Records from a data source
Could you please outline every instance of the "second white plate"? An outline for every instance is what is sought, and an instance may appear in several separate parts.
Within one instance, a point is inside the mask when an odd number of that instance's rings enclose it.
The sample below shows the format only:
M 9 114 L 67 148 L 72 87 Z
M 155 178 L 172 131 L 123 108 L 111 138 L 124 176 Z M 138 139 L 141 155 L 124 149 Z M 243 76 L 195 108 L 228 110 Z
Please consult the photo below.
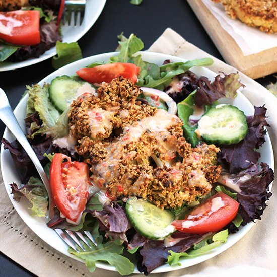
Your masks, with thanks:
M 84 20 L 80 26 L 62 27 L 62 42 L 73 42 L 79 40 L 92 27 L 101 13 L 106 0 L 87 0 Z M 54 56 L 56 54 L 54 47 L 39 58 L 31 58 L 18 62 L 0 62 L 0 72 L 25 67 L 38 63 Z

* * *

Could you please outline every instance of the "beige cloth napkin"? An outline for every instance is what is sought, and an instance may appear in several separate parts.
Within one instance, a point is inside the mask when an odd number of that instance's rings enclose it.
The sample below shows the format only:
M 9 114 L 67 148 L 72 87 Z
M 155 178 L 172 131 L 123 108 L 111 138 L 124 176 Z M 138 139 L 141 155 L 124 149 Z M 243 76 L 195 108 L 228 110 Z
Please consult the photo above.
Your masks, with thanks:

Problem description >>
How many lines in the entries above contain the string "appear"? Match case exactly, and reply with the number alone.

Solution >>
2